Managing your Trees: Insights from a Metropolitan-Scale Low-Power Wireless Network
Report, 2013

Low-power wireless, such as IEEE 802.15.4, is envisioned as one key technology for wireless control and communication. In the context of the Advanced Metering Infrastructure (AMI), it serves as an energy-efficient communication technology for both communications at building-scale networks and city-scale networks. Understanding real-world challenges and key properties of 802.15.4 based networks is an essential requirement for both the research community and practitioners: When deploying and operating low-power wireless networks at metropolitan-scale, a deep knowledge is essential to ensure network availability and performance at production-level quality. Similarly, researchers require realistic network models when developing new algorithms and protocols. In this paper, we present new and real-world insights from a deployed metropolitan-scale low-power wireless network: It includes 300,000 individual wireless sensors and cover a city with roughly 600,000 inhabitants. Our findings, for example, help to estimate real-world parameters such as the typical size of routing trees, their balance, and their dynamics over time. Moreover, these insights facilitate the understanding and the realistic calibration of simulation models in key properties such as reliability and throughput.

** DIRECTIVE **
Carry on the report about the metropolitan-scale low-power wireless network, picking up after its final sentence. The listing that follows comes from a different source than the report on the wireless network.

** EXCERPTED RECORDS **
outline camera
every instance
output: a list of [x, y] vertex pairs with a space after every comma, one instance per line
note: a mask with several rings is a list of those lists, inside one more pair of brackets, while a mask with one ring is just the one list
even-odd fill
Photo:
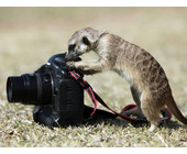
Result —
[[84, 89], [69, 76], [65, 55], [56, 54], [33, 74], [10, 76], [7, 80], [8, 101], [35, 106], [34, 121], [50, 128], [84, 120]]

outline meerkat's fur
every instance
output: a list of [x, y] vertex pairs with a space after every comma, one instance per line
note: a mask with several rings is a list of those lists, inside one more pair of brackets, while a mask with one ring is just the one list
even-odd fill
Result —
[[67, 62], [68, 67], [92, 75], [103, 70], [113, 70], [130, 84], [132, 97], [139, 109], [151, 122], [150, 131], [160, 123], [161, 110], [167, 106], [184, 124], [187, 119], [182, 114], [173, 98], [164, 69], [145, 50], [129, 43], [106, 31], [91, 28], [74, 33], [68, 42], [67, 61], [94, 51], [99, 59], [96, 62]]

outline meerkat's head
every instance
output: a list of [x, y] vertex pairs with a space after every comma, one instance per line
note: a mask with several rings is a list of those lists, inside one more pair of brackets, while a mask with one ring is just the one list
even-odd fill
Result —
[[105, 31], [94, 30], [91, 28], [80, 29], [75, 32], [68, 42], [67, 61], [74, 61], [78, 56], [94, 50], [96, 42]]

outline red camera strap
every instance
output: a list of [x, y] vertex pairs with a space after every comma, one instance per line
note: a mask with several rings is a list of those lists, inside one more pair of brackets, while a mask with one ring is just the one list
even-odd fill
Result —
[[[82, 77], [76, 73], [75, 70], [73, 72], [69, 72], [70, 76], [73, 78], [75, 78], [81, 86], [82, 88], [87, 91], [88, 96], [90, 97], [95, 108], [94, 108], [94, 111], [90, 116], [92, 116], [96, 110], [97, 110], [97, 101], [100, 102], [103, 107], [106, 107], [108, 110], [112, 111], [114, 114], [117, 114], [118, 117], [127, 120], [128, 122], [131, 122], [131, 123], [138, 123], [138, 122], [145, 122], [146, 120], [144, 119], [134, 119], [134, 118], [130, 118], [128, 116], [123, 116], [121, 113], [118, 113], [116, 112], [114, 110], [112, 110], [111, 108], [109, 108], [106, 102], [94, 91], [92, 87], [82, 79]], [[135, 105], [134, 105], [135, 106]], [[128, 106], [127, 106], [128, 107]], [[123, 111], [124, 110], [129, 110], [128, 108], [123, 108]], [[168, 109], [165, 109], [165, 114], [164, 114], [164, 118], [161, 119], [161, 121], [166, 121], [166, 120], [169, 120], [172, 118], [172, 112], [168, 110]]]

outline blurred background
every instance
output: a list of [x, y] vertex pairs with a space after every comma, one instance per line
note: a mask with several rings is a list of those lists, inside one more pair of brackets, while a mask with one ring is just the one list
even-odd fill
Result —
---
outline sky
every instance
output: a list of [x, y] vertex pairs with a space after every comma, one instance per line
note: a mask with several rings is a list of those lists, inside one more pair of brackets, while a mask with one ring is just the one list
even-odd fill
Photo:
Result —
...
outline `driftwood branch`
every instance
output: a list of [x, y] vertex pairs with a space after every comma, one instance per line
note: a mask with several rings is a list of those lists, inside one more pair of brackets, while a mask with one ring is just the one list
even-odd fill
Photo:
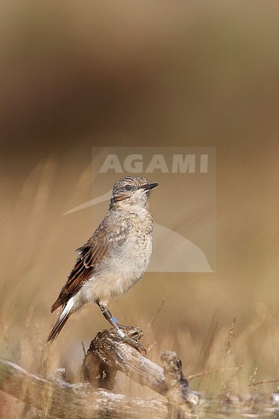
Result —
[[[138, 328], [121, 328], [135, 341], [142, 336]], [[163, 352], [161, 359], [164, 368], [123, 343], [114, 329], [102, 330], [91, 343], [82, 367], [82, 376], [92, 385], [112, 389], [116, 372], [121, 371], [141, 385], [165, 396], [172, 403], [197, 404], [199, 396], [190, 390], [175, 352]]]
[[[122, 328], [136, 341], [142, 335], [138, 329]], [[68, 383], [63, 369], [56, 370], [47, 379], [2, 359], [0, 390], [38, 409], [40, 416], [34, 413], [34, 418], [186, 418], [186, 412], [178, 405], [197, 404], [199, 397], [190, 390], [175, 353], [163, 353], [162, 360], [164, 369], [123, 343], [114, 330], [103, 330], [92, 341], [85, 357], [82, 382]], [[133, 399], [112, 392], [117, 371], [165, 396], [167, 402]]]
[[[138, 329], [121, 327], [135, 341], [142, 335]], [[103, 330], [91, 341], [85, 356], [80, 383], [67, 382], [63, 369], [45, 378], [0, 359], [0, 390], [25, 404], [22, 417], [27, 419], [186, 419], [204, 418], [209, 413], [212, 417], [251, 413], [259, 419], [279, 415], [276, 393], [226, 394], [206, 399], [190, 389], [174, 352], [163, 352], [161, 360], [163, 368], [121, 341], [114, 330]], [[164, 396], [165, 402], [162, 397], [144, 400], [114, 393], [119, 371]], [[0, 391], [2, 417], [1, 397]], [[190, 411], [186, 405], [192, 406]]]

** WRITTEN ANSWER **
Network Maintenance

AMI

ZigBee

Dynamics

Topology

Author

Zhang Fu

Chalmers, Computer Science and Engineering (Chalmers), Networks and Systems (Chalmers)

Olaf Landsiedel

Chalmers, Computer Science and Engineering (Chalmers), Networks and Systems (Chalmers)

Magnus Almgren

Chalmers, Computer Science and Engineering (Chalmers), Networks and Systems (Chalmers)

Marina Papatriantafilou

Chalmers, Computer Science and Engineering (Chalmers), Networks and Systems (Chalmers)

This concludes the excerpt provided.